● **TEXT SHOWN**
It has been obvious for quite a while that Americans occupy different and incommensurate realities. But in the midst of the partisan and religious vitriol (often fed by an appalling lack of basic constitutional, economic and scientific knowledge), there is some evidence of–dare I say it–a creeping rationality.
As millions of Americans continue to struggle in a sluggish economy, a growing portion of the country says that poverty is caused by circumstances beyond individual control, according to a new NBC News/Wall Street Journal poll.
The poll shows a significant shift in American opinion on the causes of poverty since the last time the question was asked, nearly 20 years ago. In 1995, in the midst of a raging political debate about welfare and poverty, less than a third of poll respondents said people were in poverty because of issues beyond their control. At that time, a majority said that poverty was caused by “people not doing enough.” Now, nearly half of respondents, 47 percent, attribute poverty to factors other than individual initiative.

(Saved entries)
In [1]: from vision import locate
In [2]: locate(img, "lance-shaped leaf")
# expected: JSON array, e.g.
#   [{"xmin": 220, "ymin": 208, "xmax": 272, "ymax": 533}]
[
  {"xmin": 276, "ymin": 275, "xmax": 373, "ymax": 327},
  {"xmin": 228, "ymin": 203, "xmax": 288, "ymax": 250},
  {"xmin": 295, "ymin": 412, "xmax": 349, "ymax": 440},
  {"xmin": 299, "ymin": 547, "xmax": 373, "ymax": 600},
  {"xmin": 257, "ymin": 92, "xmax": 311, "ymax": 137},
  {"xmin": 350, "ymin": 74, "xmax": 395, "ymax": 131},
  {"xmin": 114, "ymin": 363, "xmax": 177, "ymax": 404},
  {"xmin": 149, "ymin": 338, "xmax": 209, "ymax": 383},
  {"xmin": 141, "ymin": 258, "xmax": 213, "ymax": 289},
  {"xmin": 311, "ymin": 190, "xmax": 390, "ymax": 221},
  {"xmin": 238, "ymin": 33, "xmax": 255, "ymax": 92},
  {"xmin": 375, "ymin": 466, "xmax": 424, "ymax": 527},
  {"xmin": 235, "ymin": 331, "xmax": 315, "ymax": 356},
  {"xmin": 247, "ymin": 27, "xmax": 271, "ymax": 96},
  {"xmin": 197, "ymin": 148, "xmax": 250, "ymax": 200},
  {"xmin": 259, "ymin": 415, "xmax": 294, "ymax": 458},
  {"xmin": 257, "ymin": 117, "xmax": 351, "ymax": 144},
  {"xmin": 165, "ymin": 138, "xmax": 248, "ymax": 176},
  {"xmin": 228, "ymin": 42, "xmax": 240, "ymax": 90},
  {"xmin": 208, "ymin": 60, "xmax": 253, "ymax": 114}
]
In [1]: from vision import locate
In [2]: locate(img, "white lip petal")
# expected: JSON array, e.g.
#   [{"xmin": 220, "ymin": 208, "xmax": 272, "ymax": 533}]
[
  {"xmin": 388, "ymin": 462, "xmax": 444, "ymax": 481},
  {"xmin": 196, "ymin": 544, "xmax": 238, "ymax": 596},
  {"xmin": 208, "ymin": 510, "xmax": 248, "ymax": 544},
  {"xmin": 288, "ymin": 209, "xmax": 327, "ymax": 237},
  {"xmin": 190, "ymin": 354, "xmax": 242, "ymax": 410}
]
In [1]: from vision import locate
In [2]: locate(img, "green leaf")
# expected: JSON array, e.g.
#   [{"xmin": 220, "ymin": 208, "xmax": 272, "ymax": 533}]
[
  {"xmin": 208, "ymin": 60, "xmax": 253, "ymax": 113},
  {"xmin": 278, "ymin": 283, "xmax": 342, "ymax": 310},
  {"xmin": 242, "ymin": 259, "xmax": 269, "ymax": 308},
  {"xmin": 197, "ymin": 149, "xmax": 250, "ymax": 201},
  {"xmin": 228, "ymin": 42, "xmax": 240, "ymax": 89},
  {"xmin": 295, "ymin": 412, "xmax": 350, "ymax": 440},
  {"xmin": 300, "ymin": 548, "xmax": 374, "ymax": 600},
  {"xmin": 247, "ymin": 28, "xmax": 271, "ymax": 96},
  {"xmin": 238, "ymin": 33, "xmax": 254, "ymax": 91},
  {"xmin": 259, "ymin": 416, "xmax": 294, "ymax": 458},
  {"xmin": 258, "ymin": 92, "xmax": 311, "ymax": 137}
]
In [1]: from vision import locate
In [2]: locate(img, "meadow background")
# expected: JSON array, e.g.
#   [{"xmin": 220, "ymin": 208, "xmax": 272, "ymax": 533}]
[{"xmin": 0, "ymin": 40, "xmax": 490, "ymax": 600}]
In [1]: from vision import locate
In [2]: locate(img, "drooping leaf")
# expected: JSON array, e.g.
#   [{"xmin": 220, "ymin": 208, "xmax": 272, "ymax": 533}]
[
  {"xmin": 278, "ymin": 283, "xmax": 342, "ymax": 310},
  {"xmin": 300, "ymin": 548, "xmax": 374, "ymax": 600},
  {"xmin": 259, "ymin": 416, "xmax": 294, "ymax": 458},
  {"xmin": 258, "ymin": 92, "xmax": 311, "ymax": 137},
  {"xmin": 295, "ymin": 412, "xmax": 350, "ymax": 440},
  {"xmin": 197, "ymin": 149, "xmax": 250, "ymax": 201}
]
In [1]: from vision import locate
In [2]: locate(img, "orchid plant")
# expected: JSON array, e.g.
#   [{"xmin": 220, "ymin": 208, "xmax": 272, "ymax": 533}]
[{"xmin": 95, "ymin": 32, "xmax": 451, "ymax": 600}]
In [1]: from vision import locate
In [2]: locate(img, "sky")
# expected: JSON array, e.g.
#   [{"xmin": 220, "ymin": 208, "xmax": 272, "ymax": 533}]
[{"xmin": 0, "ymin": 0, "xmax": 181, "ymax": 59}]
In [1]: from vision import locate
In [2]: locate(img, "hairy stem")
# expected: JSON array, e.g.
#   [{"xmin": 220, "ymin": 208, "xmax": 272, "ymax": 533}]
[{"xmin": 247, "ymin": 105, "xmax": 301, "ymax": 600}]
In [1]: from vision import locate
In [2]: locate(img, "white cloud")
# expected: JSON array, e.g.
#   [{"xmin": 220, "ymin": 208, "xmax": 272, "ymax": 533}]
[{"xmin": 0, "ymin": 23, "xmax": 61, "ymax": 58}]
...
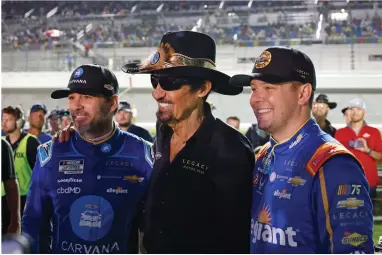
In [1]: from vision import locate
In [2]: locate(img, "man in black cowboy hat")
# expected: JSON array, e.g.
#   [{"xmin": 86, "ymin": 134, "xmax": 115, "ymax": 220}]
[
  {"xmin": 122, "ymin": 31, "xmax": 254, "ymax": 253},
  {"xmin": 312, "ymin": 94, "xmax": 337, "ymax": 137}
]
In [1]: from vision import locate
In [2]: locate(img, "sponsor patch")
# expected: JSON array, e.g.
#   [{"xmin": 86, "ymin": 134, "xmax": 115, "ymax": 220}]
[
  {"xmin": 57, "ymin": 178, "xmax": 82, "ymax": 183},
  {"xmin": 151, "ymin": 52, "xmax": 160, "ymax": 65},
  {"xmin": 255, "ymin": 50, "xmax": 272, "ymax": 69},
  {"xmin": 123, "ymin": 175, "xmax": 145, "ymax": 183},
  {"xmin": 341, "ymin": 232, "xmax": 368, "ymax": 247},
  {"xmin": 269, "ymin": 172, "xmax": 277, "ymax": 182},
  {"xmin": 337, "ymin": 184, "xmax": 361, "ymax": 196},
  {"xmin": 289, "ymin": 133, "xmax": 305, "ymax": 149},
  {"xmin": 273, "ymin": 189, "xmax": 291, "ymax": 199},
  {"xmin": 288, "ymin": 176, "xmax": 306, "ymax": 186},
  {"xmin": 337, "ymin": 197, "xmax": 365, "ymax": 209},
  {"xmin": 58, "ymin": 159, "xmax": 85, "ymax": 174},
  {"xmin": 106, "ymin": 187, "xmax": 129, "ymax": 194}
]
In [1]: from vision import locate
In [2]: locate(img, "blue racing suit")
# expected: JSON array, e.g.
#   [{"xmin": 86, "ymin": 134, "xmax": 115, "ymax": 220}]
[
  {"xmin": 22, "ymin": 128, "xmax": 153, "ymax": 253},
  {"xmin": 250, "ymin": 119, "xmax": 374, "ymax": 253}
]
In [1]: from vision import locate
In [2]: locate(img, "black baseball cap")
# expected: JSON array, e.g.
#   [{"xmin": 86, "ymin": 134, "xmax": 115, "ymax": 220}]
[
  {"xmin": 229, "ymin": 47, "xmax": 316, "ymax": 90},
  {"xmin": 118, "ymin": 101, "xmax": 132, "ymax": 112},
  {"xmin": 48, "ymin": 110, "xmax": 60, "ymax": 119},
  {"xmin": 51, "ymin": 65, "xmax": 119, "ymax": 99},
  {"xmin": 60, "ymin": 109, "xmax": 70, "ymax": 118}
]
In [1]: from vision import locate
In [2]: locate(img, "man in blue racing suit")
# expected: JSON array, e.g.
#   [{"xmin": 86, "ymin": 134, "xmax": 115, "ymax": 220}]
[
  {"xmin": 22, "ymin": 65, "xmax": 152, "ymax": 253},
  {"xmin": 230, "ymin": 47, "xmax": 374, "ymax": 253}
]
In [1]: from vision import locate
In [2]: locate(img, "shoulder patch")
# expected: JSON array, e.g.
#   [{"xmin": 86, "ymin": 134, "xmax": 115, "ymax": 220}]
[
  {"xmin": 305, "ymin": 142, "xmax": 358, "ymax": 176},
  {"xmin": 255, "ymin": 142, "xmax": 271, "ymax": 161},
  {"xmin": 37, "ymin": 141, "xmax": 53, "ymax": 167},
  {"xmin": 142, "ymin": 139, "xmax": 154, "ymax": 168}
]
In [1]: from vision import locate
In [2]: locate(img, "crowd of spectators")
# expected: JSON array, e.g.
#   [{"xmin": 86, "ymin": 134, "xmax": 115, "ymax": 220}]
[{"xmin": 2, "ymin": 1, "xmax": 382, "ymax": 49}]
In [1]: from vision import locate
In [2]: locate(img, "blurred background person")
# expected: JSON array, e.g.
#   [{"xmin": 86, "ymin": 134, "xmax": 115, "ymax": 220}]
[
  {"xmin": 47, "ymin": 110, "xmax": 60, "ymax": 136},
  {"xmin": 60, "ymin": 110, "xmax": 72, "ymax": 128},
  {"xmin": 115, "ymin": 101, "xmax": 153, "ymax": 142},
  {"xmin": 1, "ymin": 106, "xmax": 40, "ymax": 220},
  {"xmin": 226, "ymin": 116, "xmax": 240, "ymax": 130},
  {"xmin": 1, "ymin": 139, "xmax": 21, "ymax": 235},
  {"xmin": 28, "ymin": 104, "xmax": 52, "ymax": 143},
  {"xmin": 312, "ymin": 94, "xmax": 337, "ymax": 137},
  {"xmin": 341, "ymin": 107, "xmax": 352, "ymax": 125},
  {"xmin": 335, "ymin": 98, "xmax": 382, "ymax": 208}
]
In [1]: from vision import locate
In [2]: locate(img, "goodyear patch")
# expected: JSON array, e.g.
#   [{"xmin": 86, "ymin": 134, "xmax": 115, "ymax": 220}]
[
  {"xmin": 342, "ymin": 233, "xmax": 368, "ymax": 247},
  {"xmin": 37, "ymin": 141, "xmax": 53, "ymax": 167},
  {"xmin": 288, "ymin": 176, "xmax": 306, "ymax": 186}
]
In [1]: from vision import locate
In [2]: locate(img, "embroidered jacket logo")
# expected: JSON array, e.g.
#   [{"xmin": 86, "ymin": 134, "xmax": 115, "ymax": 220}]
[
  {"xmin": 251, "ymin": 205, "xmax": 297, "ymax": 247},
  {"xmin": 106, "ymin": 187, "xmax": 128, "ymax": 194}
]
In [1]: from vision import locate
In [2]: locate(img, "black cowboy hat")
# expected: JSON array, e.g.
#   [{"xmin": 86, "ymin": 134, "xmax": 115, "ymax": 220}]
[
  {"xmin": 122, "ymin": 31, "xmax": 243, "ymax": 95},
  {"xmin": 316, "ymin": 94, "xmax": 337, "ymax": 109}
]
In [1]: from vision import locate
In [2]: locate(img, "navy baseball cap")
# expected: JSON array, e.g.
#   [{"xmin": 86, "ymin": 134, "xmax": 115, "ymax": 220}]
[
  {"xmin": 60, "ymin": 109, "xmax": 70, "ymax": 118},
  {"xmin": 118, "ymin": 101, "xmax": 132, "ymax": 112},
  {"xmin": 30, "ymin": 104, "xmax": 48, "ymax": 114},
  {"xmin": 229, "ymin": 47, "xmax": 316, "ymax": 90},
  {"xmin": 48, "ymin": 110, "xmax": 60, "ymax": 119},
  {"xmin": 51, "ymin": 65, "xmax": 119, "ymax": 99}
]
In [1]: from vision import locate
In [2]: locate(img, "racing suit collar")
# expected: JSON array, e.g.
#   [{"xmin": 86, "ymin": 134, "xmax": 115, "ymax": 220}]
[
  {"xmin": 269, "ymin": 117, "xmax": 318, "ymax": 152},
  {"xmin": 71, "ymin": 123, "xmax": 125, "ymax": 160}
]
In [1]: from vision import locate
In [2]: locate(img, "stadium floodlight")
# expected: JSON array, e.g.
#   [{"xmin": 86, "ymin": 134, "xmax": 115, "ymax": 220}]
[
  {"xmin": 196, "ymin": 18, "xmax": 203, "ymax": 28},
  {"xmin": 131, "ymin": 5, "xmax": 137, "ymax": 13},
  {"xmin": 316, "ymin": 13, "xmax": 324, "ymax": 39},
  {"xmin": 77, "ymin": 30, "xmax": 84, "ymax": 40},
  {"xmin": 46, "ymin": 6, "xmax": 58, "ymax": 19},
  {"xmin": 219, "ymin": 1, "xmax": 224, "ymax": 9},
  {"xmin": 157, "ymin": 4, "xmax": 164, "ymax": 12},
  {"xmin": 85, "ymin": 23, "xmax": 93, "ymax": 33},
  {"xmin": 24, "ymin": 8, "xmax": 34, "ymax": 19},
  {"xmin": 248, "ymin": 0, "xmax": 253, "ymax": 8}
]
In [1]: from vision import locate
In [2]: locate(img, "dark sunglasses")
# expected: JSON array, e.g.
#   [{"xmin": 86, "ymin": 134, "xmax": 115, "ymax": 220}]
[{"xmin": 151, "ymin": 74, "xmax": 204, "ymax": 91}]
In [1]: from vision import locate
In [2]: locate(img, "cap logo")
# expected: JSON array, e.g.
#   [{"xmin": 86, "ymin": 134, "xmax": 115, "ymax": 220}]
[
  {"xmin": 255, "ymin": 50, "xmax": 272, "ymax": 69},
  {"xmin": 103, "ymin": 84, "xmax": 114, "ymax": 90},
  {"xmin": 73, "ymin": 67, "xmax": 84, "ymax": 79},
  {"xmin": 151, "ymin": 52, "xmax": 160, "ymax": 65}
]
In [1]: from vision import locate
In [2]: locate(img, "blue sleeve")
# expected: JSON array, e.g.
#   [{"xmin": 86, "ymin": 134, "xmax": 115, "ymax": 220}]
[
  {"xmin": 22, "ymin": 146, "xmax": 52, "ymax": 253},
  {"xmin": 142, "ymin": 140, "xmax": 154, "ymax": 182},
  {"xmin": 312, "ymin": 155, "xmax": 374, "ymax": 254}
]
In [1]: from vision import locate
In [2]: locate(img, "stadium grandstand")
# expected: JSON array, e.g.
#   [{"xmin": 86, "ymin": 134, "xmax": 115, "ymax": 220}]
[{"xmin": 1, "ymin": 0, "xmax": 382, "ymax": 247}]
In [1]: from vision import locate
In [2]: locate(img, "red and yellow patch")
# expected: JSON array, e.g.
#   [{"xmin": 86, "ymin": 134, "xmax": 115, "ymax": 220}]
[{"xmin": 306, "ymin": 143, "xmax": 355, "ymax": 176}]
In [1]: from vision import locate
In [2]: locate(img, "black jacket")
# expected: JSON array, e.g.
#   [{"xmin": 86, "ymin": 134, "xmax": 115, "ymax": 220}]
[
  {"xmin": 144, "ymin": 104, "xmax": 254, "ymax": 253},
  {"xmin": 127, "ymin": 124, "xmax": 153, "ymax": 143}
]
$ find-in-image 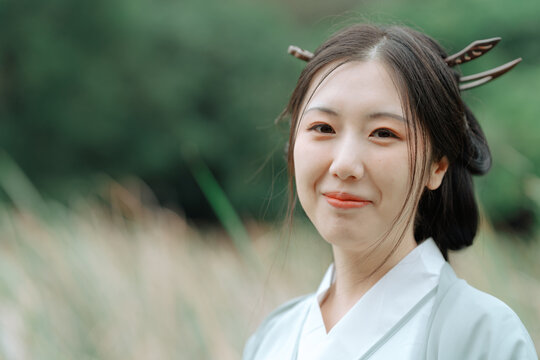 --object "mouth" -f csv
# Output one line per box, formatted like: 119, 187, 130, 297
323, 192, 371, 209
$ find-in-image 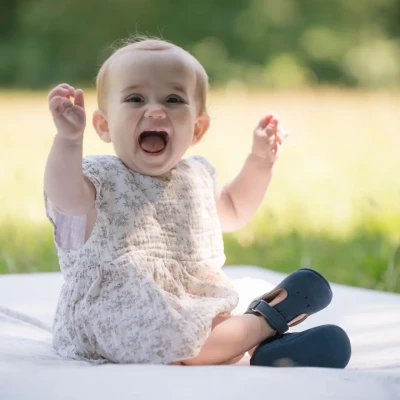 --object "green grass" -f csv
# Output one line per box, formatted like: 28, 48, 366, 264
==
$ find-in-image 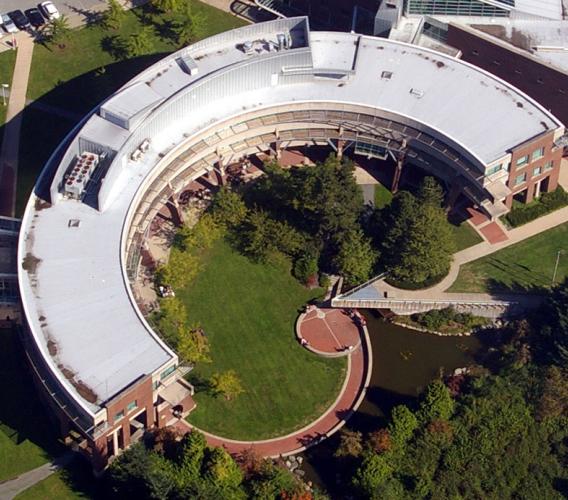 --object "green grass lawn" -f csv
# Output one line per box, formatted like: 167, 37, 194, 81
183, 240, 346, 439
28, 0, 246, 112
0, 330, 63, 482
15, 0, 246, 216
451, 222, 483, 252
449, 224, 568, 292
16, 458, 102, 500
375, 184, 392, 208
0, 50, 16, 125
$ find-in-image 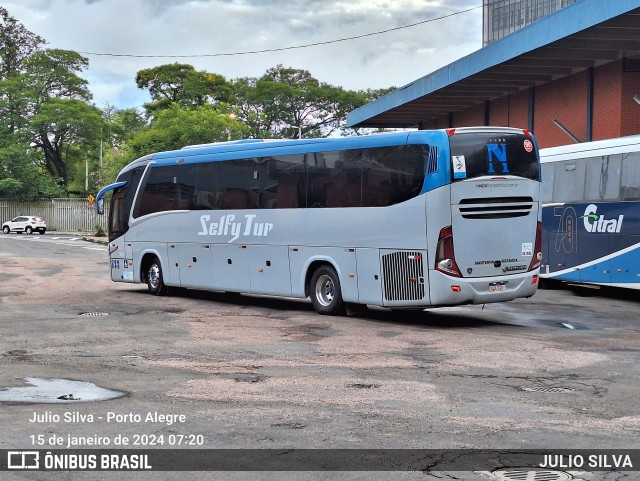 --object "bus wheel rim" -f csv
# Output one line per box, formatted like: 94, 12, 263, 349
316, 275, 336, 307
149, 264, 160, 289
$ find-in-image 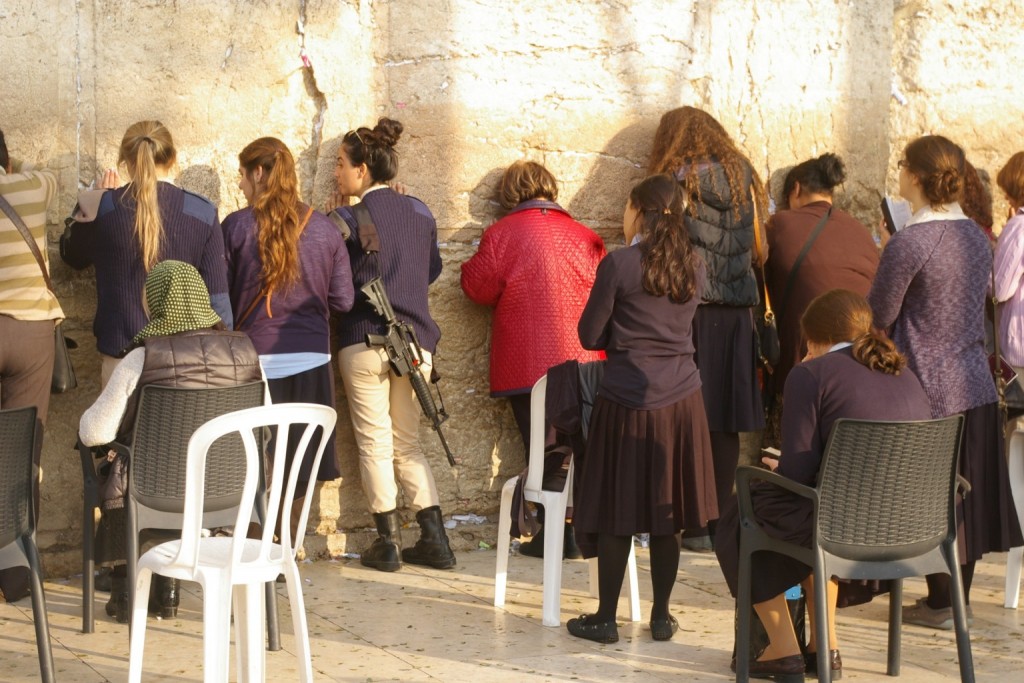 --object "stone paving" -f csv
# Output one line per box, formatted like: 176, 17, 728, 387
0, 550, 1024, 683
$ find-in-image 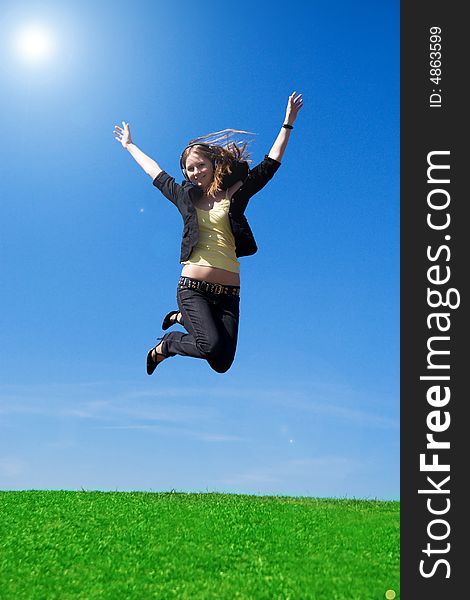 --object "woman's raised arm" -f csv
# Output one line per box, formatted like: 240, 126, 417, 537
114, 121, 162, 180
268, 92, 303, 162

● **TO DO**
A – From the passage on views of poverty, copy everything from "The poll shows" down to "than individual initiative.", swapping "respondents" for "participants".
B – Answer these from the passage on views of poverty:
(i) Which news organizations conducted the new poll?
(ii) In what year was the question on the causes of poverty last asked?
(iii) What percentage of respondents now attribute poverty to factors other than individual initiative?
C – Go on with the passage on views of poverty from where it stops.
You won't need the saved entries.

● **RESPONSES BY ITEM NUMBER**
A –
The poll shows a significant shift in American opinion on the causes of poverty since the last time the question was asked, nearly 20 years ago. In 1995, in the midst of a raging political debate about welfare and poverty, less than a third of poll participants said people were in poverty because of issues beyond their control. At that time, a majority said that poverty was caused by “people not doing enough.” Now, nearly half of participants, 47 percent, attribute poverty to factors other than individual initiative.

B –
(i) NBC News and the Wall Street Journal
(ii) 1995
(iii) 47 percent

C –
America’s porous social-safety net is largely attributable to a stubborn belief in individual responsibility for social mobility and a corresponding insistence that only lazy people or those who are somehow morally deficient find themselves at the bottom of the economic heap.
Rooted in Calvinism (earthly success as a sign of divine favor) it is a worldview that conveniently overlooks all the ways in which government helps the middle and upper classes and focuses opprobrium on anything that could be labeled “welfare.” (Corporate subsidies are economic development; Social Security and Medicare are insurance programs, etc.).
As a country and society, we perversely refuse to recognize the systemic and institutional causes of economic disadvantage until the pain is widely enough shared and its roots impossible to miss. It wasn’t until the Great Depression that people were willing to recognize the need for even a minimal social safety net. The NBC poll is just one data point. But there are others.
Sane Republicans are speaking out about climate change. Dick Cheney is increasingly seen as the bad joke he has always been. Young people are demonstrably more inclusive than their elders. Same-sex marriages are close to being fait accompli everywhere. There are more tolerant Americans than there are Theocratic Christians, and the ranks of the former are growing while those of the latter are declining.
Although Obama’s election unleashed a depressing torrent of hitherto suppressed racism, the fact remains that we did elect an African-American President. Twice.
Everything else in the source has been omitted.